Print every record word for word.

THE DATA START

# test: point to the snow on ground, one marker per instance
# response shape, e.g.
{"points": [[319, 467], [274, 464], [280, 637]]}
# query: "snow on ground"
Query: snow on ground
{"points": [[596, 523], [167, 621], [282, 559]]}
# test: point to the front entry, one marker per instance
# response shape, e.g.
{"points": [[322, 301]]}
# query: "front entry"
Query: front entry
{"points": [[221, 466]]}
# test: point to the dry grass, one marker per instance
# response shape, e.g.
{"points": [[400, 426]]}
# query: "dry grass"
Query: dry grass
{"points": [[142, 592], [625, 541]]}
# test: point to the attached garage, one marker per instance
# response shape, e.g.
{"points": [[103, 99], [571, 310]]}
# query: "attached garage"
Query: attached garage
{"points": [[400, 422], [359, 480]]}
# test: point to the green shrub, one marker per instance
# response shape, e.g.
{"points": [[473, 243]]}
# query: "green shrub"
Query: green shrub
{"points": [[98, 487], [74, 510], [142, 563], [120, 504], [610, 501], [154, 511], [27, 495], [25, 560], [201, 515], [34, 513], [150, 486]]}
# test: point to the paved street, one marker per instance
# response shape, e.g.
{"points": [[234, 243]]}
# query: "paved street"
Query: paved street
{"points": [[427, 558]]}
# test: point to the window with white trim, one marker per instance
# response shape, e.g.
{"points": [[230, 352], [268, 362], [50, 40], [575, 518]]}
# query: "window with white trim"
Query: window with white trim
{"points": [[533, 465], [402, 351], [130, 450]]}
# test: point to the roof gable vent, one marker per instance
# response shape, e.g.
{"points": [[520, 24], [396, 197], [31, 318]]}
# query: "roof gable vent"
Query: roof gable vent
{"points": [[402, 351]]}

THE DATA END

**TASK RESULT:**
# test: point to the snow on ground, one marker per instance
# response shape, e.g.
{"points": [[319, 467], [274, 464], [280, 637]]}
# query: "snow on ground"
Query: snow on ground
{"points": [[596, 523], [167, 621], [282, 559]]}
# test: point to the front entry, one marker per instance
# response shape, e.g.
{"points": [[322, 301]]}
# query: "front entry"
Query: front entry
{"points": [[221, 466]]}
# test: point to the dry grass, one marker per instance
# response shape, e.g.
{"points": [[400, 426]]}
# query: "dry grass"
Query: dry grass
{"points": [[142, 592], [625, 541]]}
# test: point to the attached garage, one marker per instance
# response shape, e.g.
{"points": [[103, 99], [571, 310]]}
# query: "attached garage"
Query: attached garage
{"points": [[400, 422], [359, 480]]}
# test: point to the green shrub, one marker per instance
# response shape, e.g.
{"points": [[473, 243]]}
# query: "green shrub"
Query: green shrub
{"points": [[98, 487], [74, 510], [142, 563], [120, 504], [610, 501], [154, 511], [27, 495], [25, 560], [201, 515], [34, 513], [150, 486]]}
# test: point to the paved street, one marker per instance
# response shape, e.g.
{"points": [[234, 243]]}
# query: "paved street"
Query: paved street
{"points": [[427, 558]]}
# test: point to the window with white trim, one marker per instance
# response shape, e.g.
{"points": [[230, 352], [268, 362], [50, 40], [575, 518]]}
# query: "window with white trim"
Query: window with white trim
{"points": [[533, 465], [402, 351], [130, 450]]}
# test: point to the roof gable vent, one marker per instance
# response shape, e.g.
{"points": [[520, 24], [396, 197], [31, 318]]}
# query: "roof gable vent"
Query: roof gable vent
{"points": [[402, 351]]}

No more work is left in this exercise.